WHAT TO DO: Reproduce every one of the following lines verbatim, keeping their order and wording unchanged.

— BEGIN DATA ENTRIES —

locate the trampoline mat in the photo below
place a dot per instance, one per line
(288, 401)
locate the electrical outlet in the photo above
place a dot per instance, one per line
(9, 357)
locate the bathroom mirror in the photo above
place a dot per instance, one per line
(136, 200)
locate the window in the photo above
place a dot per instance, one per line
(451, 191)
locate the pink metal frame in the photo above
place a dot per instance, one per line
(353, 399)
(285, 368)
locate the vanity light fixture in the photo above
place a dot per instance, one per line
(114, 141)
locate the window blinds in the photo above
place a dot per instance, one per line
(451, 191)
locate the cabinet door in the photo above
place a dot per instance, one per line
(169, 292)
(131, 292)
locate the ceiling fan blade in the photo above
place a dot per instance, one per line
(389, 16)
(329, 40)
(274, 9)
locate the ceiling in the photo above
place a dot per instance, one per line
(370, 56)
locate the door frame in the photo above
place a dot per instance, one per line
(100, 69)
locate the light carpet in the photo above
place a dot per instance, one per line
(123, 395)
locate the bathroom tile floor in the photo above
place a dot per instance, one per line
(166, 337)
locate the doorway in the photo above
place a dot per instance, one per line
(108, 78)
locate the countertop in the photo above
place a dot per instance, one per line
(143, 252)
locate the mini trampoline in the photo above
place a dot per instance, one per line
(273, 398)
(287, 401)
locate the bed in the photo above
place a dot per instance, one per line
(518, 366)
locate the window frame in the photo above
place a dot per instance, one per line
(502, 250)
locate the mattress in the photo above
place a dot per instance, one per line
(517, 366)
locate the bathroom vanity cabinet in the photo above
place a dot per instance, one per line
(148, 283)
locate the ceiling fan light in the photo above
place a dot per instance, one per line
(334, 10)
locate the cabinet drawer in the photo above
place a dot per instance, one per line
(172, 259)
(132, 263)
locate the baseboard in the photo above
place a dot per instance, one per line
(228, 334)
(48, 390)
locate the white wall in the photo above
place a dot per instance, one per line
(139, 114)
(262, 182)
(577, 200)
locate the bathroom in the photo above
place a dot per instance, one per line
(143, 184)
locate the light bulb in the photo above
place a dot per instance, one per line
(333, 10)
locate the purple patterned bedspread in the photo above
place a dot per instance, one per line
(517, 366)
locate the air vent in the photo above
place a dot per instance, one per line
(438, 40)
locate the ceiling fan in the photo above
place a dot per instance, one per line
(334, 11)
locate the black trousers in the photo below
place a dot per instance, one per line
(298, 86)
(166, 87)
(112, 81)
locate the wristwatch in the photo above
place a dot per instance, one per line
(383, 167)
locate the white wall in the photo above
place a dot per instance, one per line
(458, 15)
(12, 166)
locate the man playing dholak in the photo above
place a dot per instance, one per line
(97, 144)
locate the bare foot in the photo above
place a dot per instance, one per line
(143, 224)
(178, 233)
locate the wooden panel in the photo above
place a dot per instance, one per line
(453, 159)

— END DATA ENTRIES —

RESULT FOR THIS EXERCISE:
locate the trampoline mat in the photo below
place a dot per instance, one per line
(288, 401)
locate the electrical outlet in the photo above
place a dot per instance, one per line
(9, 357)
locate the bathroom mirror in the photo above
place a dot per instance, one per line
(136, 200)
locate the window in the photo above
place a dot per instance, one per line
(451, 191)
locate the pink metal frame in the photo above
place a dot per instance, one per line
(353, 399)
(285, 368)
locate the vanity light fixture in the photo above
place a dot per instance, one per line
(114, 141)
locate the window blinds in the photo above
place a dot per instance, one per line
(451, 191)
locate the cabinet door in the photo above
place a dot per instance, one per line
(169, 292)
(131, 292)
locate the ceiling fan blade in the photo above
place a dot per instance, one per line
(389, 16)
(329, 40)
(274, 9)
locate the ceiling in the photo above
place a dot per instance, one per line
(370, 56)
locate the door frame in the photo above
place a dot per instance, one per line
(100, 69)
locate the light carpet in the photo above
place a dot per instance, one per line
(123, 395)
locate the bathroom tile floor in the photo above
place a dot per instance, one per line
(166, 337)
locate the doorway in the photo above
place a dot per instance, one per line
(108, 78)
locate the countertop in the photo above
place a dot per instance, one per line
(143, 252)
locate the mini trampoline in the photo above
place a dot per instance, one per line
(273, 398)
(287, 401)
locate the bed in the photo above
place a dot per instance, one per line
(518, 366)
locate the window frame in the photo above
place a dot per instance, one per line
(502, 250)
locate the mattress in the photo above
place a dot per instance, one per line
(517, 366)
locate the bathroom vanity cabinet in the photo above
place a dot per instance, one per line
(148, 283)
locate the ceiling fan light in the photo above
place a dot per instance, one per line
(334, 10)
locate the cabinet drawer in the photo above
place a dot per instance, one per line
(172, 259)
(132, 263)
locate the baseboard in the photo above
place a dot per instance, one per line
(228, 334)
(48, 390)
locate the white wall in the photo above
place a dot per instance, one per line
(139, 114)
(262, 182)
(577, 200)
locate the bathroom in the photo above
place a dot per instance, one per line
(143, 184)
locate the light bulb in the photo above
place a dot per instance, one per line
(333, 10)
locate the purple patterned bedspread in the photo above
place a dot per instance, one per line
(517, 366)
locate the air vent in the photo above
place a dot per instance, one per line
(438, 40)
locate the ceiling fan in the photo above
place a dot per instance, one per line
(334, 11)
locate the black trousers in the photo below
place a dot per instance, one per line
(298, 86)
(166, 87)
(112, 81)
locate the wristwatch in the photo above
place a dot per instance, one per line
(383, 167)
locate the white wall in the photo above
place a dot per instance, one per line
(458, 15)
(12, 166)
locate the man playing dholak in the photo above
place a dot per instance, one per line
(97, 144)
locate the bare foot in the photo above
place a dot per instance, one per line
(143, 224)
(178, 233)
locate the wooden panel in the photo above
place a dot per instance, one per line
(453, 159)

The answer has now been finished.